*Task to complete*. Recast the lines of all the items below as a JSON list of strings, one string per line. Omit blank lines and leave the pictures out.

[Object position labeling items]
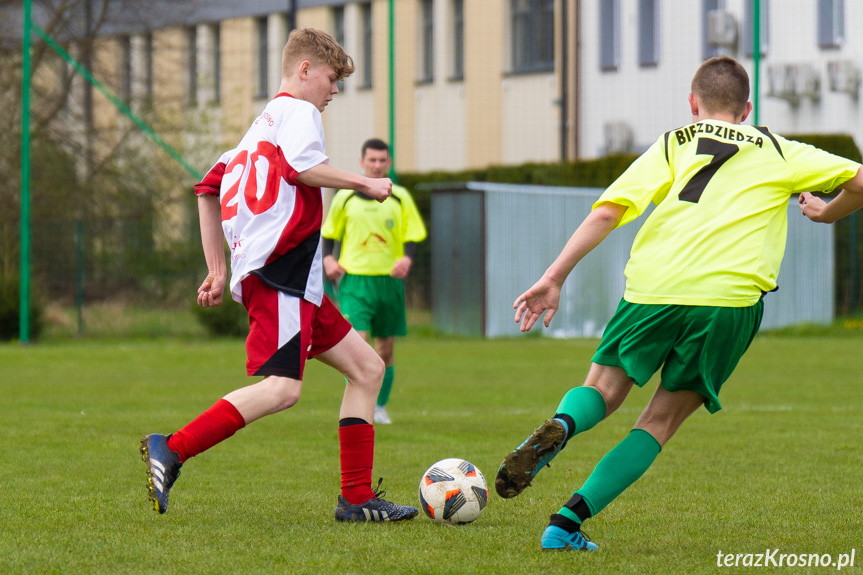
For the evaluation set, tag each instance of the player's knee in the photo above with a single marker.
(285, 393)
(372, 372)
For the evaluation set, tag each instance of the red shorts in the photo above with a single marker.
(285, 330)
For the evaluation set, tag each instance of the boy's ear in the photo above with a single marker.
(303, 70)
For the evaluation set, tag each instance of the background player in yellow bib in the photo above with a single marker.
(697, 273)
(378, 243)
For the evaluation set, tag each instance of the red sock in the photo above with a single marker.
(211, 427)
(357, 453)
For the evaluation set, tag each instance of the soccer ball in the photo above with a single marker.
(453, 491)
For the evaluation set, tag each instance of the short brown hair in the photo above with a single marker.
(317, 47)
(721, 84)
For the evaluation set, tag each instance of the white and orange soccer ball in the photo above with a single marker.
(453, 491)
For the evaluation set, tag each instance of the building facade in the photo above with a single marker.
(475, 82)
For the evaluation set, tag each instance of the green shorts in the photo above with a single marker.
(697, 346)
(374, 304)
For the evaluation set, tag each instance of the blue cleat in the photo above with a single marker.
(163, 468)
(559, 539)
(523, 464)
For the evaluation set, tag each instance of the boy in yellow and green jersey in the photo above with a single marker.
(378, 244)
(697, 273)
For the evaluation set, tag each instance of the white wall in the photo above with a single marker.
(653, 99)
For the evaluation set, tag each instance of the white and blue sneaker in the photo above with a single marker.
(559, 539)
(163, 469)
(521, 465)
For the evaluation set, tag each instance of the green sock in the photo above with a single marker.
(387, 385)
(585, 405)
(619, 469)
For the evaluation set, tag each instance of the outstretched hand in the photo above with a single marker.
(211, 291)
(544, 295)
(811, 206)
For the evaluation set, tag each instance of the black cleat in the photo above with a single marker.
(375, 510)
(163, 468)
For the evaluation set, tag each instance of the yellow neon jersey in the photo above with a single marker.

*Task response*.
[
  "For the evaluation set, tag each instance of the player's knee in the photo above with a single marker.",
  "(285, 393)",
  "(372, 372)",
  "For the evaluation set, tag each instance of the red shorts in the photo above with a single marker.",
  "(285, 330)",
  "For the evaluation set, tag each instance of the boy's ear in the photo above with a single marker.",
  "(303, 70)",
  "For the evaluation set, tag each instance of the background player in yellow bib in the photo above with a single marker.",
  "(697, 273)",
  "(378, 243)",
  "For the evaluation set, tag each instance of the red sock in the photo above with a single marker.",
  "(211, 427)",
  "(357, 453)",
  "For the evaluation set, tag each instance of the soccer ball in the photo above with a single marker.",
  "(453, 491)",
  "For the evaluation set, tag each instance of the short brown hair in the photo above with a single marker.",
  "(317, 47)",
  "(721, 84)",
  "For the evaluation set, tag each instance of the white and orange soccer ball in the photo above with a single marker.",
  "(453, 491)",
  "For the evaluation set, tag each instance of the building facade in the photo above with a single marker.",
  "(475, 82)",
  "For the evaluation set, tag each instance of the green shorts in the photo above with a single marker.",
  "(697, 346)",
  "(374, 304)",
  "For the evaluation set, tag each instance of the blue cleat in the photo above with a single marker.",
  "(163, 468)",
  "(559, 539)",
  "(523, 464)",
  "For the evaluation set, tag each instance of the boy in yellow and green jersey in the photo above with a single marker.",
  "(378, 244)",
  "(697, 273)",
  "For the evaluation set, tag each instance of the white wall in the photo above with a single marker.",
  "(653, 99)",
  "For the evaluation set, tag each instance of the white and blue sneaker in the photo above with a single marker.",
  "(559, 539)",
  "(163, 469)",
  "(521, 465)",
  "For the evaluation set, tag each instance of the green sock in the photo above with a single marker.",
  "(387, 385)",
  "(585, 405)",
  "(619, 469)",
  "For the evaluation set, tag each instance of the outstretched hand in the photo above with a single marker.",
  "(211, 291)",
  "(544, 295)",
  "(811, 206)",
  "For the evaluation set, tag each instance of the black cleat in the photo above with a single marker.",
  "(375, 510)",
  "(163, 468)",
  "For the evaluation set, tag each instance of the yellow neon jersey in the photo above with a single marker."
]